Exercise details:
Rewrite the rows below, renaming "detected instance" to "located instance" wherever it occurs and keeping everything else unchanged. Omit the pictures from your version.

Coordinate annotation entries:

------------------------------------------------

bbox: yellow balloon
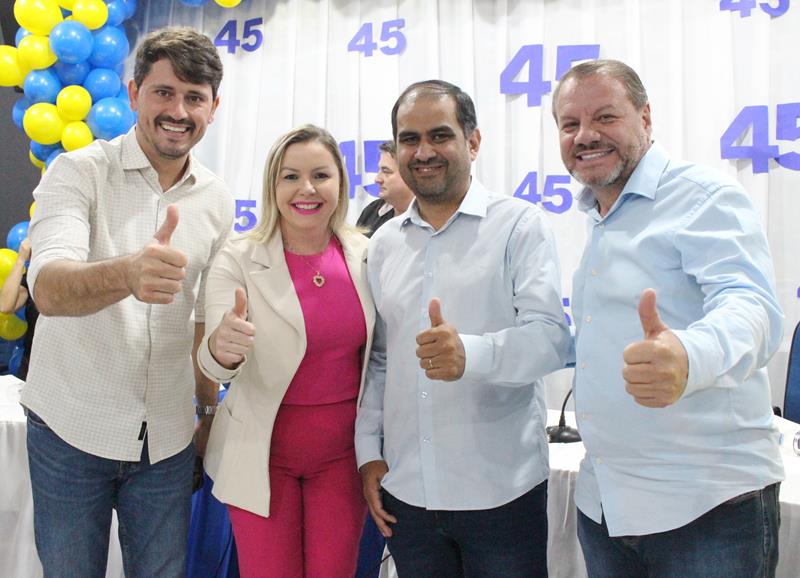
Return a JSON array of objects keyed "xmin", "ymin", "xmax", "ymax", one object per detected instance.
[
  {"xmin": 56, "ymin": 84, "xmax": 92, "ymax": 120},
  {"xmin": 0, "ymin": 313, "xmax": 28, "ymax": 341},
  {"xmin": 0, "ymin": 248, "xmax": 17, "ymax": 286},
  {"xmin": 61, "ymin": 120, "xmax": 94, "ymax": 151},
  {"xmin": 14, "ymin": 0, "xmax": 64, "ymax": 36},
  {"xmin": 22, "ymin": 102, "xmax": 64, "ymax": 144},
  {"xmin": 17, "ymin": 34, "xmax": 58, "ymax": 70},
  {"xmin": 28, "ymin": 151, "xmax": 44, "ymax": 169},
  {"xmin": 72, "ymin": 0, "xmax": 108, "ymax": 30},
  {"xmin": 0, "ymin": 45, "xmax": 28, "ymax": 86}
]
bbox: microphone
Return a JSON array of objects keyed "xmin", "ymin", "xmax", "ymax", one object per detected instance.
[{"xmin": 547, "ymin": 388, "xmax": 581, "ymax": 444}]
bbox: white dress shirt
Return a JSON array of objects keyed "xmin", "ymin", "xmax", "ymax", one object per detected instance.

------------------------------------------------

Written solution:
bbox: yellow balloon
Return a JSON array of objects keyed "xmin", "ymin", "xmax", "ymax", one object per located instance.
[
  {"xmin": 56, "ymin": 84, "xmax": 92, "ymax": 120},
  {"xmin": 0, "ymin": 313, "xmax": 28, "ymax": 341},
  {"xmin": 0, "ymin": 248, "xmax": 17, "ymax": 286},
  {"xmin": 61, "ymin": 120, "xmax": 94, "ymax": 151},
  {"xmin": 14, "ymin": 0, "xmax": 64, "ymax": 36},
  {"xmin": 22, "ymin": 102, "xmax": 64, "ymax": 144},
  {"xmin": 17, "ymin": 34, "xmax": 58, "ymax": 70},
  {"xmin": 28, "ymin": 151, "xmax": 44, "ymax": 169},
  {"xmin": 72, "ymin": 0, "xmax": 108, "ymax": 30},
  {"xmin": 0, "ymin": 45, "xmax": 28, "ymax": 86}
]
bbox: microphone
Return a JSON array of objects keyed "xmin", "ymin", "xmax", "ymax", one object per located instance.
[{"xmin": 547, "ymin": 388, "xmax": 581, "ymax": 444}]
bbox: white dress shirt
Return a JSON array of objects keyed "xmin", "ymin", "xmax", "ymax", one object per located instance.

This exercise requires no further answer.